Dissertation Notes

Proposal (December 2018)

Provisional Title: The photographic image in the age of the neural network

Topic (approx. 100 words)

How does our understanding of the photographic image change when most photographs are taken by machines for machines? What happens to the photograph when it becomes an instance (of millions) in a machine-learning dataset, and are these datasets a modern extension of the photographic archive? How do we respond to images produced by machines (ie. operational images and, more recently, deep fakes)?

Research

There’s a rich body of literature on our relationship with the digital photograph (Steyerl, Farocki, Paglen) and the archive (Foucault, Sekula, Derrida, and more recent writers on instances of digital archives like the Enron Corpus, Facebook profiles, and various archive-related efforts by Google).

I’m hoping to base this cultural analysis on readings of papers from the field of computer science, both historical (such as Rosenblatt 1958, which introduces the concept of the neural network) and contemporary (such as Taigman, Yang, Ranzato and Wolf (2014), which describes the first image-classification model with human-level performance (developed by Facebook) and Nguyen, Yosinski and Clune 2015, which details how such models can be fooled using artificial imagery).

--- Required work ---
a - Which paper do the dissertation notes cite as introducing the concept of the neural network?
b - Please edit the stretch of the dissertation notes from "Proposal (December 2018)" through "recently, deep fakes)?", replacing "deep fakes" with "synthetic media".
You won't need the listing.

--- Extracted material ---
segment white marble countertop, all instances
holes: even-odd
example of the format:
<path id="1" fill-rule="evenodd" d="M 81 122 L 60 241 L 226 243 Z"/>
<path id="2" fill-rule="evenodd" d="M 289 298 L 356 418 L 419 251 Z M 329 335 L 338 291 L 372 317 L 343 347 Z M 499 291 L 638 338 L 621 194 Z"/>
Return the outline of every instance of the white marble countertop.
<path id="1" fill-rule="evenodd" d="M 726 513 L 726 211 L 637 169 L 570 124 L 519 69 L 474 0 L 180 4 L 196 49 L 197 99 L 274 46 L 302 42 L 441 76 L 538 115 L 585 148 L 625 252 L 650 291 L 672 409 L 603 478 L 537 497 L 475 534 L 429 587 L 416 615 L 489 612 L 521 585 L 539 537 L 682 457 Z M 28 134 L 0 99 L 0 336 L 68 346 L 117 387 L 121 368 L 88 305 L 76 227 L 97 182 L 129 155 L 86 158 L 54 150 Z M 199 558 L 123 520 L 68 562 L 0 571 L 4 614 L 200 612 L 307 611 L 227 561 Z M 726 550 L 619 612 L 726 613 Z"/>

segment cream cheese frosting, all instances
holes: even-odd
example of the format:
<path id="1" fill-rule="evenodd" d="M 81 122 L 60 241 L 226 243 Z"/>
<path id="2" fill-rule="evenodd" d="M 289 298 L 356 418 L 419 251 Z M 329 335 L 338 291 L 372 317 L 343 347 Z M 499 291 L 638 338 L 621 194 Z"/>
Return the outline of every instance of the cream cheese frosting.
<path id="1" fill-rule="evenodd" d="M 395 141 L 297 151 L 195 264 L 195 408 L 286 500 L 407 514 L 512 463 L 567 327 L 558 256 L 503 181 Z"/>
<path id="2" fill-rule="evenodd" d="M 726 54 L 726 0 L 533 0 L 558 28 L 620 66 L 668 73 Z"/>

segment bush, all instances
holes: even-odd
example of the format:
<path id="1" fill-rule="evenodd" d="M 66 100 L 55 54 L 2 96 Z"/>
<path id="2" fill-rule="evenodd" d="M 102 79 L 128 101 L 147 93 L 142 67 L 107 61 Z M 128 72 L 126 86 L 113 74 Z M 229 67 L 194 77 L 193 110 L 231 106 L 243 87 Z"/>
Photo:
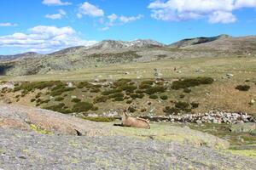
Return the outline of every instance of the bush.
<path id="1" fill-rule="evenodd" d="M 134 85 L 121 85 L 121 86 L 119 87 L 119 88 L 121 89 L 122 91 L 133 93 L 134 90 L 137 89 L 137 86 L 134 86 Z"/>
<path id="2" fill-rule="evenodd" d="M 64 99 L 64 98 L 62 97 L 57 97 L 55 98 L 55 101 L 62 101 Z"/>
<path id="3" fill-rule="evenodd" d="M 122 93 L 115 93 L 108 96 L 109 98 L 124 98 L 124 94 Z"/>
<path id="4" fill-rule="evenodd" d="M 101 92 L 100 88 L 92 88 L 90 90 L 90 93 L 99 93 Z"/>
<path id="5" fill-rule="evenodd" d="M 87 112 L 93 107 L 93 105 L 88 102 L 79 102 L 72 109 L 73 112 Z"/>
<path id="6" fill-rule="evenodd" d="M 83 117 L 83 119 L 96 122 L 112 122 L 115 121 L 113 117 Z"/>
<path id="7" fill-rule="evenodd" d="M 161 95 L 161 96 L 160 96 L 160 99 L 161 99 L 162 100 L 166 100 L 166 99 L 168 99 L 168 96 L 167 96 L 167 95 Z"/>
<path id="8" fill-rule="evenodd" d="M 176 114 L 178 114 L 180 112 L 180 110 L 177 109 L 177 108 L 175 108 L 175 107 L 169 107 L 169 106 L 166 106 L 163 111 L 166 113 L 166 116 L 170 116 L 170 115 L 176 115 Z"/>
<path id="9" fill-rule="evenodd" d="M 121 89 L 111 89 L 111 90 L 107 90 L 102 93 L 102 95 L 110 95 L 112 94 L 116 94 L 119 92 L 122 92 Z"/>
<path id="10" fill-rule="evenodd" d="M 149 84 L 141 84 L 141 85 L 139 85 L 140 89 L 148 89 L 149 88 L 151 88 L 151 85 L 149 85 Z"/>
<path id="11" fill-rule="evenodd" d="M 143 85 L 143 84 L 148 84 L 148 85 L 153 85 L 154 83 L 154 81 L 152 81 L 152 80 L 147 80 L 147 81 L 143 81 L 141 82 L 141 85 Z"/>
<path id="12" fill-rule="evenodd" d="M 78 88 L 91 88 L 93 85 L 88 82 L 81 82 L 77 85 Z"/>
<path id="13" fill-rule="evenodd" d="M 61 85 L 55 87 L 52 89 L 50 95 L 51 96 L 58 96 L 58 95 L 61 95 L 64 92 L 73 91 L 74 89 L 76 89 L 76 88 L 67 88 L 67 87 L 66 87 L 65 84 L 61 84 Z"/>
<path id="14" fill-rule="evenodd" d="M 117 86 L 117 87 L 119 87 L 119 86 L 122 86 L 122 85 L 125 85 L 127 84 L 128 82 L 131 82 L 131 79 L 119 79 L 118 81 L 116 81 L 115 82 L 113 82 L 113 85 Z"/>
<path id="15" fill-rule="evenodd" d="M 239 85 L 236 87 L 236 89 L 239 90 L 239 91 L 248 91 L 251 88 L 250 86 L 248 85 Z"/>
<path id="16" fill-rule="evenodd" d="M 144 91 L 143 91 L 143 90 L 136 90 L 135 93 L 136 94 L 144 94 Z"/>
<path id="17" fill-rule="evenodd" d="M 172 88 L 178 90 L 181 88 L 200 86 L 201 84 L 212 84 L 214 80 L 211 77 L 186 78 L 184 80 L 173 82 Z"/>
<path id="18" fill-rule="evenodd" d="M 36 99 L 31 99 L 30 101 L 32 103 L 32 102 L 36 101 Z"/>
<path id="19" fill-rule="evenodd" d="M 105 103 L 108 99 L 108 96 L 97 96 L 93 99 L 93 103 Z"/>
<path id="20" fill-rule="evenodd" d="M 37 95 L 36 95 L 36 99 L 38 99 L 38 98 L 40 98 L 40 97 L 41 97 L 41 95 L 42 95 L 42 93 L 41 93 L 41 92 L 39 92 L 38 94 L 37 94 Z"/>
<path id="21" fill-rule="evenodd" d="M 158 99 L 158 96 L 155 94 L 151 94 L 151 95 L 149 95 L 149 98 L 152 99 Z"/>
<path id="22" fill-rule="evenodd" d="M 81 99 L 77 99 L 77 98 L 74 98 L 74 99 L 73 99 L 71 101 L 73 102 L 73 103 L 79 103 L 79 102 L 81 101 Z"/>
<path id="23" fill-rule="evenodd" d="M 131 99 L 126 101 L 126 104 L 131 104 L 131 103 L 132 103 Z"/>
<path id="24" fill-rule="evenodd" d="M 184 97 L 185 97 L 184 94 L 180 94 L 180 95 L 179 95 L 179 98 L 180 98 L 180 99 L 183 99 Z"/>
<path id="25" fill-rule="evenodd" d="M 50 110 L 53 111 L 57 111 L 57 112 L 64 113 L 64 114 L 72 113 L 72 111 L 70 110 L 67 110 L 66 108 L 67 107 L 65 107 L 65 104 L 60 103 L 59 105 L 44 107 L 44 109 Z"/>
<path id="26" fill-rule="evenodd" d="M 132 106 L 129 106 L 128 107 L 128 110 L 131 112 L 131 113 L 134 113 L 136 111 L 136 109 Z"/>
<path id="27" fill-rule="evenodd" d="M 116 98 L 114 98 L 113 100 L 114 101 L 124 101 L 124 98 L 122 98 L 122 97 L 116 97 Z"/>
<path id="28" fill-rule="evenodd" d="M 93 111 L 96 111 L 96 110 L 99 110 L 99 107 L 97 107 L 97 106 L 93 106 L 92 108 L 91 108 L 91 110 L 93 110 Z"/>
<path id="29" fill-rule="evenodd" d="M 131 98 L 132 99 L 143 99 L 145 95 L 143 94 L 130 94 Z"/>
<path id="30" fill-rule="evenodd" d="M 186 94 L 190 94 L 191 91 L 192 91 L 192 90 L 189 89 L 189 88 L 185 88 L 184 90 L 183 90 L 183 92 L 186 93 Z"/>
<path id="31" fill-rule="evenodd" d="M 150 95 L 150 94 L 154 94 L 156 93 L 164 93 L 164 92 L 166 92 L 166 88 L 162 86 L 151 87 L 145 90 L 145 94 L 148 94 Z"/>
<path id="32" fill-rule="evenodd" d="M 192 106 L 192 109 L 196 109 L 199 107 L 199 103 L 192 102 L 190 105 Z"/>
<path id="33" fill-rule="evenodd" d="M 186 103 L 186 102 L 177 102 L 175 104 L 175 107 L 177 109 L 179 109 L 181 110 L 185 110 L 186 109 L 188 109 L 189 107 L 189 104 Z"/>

--

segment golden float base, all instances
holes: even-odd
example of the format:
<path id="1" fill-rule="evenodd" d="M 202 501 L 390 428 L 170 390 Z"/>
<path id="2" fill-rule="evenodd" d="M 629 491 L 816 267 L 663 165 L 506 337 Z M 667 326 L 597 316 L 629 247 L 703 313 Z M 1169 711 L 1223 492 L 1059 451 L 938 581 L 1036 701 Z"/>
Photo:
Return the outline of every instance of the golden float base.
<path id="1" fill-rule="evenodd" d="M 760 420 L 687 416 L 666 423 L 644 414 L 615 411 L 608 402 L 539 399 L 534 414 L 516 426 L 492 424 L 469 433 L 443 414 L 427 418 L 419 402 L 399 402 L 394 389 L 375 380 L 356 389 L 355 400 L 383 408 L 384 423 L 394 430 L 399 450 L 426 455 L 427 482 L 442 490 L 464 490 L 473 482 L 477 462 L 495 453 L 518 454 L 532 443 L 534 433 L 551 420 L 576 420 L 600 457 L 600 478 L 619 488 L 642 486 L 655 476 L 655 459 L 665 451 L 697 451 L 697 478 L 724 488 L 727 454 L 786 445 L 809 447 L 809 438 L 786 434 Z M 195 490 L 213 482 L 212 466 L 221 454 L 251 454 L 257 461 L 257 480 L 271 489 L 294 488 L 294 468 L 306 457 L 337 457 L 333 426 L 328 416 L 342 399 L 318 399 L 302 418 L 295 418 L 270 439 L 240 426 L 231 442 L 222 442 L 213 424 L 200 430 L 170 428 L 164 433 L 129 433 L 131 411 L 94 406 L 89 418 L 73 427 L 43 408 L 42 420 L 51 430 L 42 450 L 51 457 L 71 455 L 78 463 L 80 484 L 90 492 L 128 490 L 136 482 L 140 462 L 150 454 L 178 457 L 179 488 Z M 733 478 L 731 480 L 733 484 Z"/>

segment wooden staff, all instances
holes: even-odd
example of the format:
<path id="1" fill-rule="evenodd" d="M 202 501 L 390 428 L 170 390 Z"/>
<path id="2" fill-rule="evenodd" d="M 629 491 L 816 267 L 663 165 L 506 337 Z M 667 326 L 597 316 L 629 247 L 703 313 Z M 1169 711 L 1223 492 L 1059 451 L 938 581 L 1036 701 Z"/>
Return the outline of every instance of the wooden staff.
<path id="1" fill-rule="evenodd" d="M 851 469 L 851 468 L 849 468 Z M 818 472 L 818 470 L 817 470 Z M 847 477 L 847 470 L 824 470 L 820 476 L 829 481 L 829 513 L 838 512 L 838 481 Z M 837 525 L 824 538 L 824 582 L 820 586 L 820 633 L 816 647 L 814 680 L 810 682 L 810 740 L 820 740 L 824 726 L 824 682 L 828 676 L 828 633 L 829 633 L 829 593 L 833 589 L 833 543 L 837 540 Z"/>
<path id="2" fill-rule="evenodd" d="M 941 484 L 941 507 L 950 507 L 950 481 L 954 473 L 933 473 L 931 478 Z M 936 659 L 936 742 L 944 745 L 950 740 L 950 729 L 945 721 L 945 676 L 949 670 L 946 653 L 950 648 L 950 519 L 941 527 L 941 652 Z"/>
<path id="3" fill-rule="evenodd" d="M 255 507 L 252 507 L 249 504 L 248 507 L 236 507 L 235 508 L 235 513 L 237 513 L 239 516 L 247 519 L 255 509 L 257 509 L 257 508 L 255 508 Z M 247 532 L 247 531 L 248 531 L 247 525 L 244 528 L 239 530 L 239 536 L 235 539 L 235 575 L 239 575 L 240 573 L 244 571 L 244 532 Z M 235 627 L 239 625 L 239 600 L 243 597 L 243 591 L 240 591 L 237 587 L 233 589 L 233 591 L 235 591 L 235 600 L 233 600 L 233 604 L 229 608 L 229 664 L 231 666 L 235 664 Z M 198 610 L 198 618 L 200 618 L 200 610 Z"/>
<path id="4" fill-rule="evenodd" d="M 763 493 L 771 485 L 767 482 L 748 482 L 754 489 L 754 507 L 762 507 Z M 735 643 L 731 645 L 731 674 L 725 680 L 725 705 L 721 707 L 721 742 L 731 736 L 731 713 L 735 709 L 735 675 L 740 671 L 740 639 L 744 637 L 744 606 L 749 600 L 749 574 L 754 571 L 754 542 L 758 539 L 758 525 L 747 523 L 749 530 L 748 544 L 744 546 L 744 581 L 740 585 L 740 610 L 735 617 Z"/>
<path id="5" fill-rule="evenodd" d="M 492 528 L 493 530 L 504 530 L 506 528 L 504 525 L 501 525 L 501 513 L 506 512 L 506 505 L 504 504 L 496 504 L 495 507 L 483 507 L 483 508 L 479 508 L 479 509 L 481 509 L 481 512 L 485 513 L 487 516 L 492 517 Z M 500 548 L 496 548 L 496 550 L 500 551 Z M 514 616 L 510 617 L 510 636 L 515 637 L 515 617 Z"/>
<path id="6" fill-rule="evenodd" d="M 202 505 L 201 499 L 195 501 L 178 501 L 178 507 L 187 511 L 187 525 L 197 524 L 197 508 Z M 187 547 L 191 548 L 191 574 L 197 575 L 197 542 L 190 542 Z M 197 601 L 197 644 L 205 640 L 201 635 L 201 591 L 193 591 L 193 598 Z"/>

--- Solutions to the problems ---
a - Rosenblatt 1958.

b -
Proposal (December 2018)

Provisional Title: The photographic image in the age of the neural network

Topic (approx. 100 words)

How does our understanding of the photographic image change when most photographs are taken by machines for machines? What happens to the photograph when it becomes an instance (of millions) in a machine-learning dataset, and are these datasets a modern extension of the photographic archive? How do we respond to images produced by machines (ie. operational images and, more recently, synthetic media)?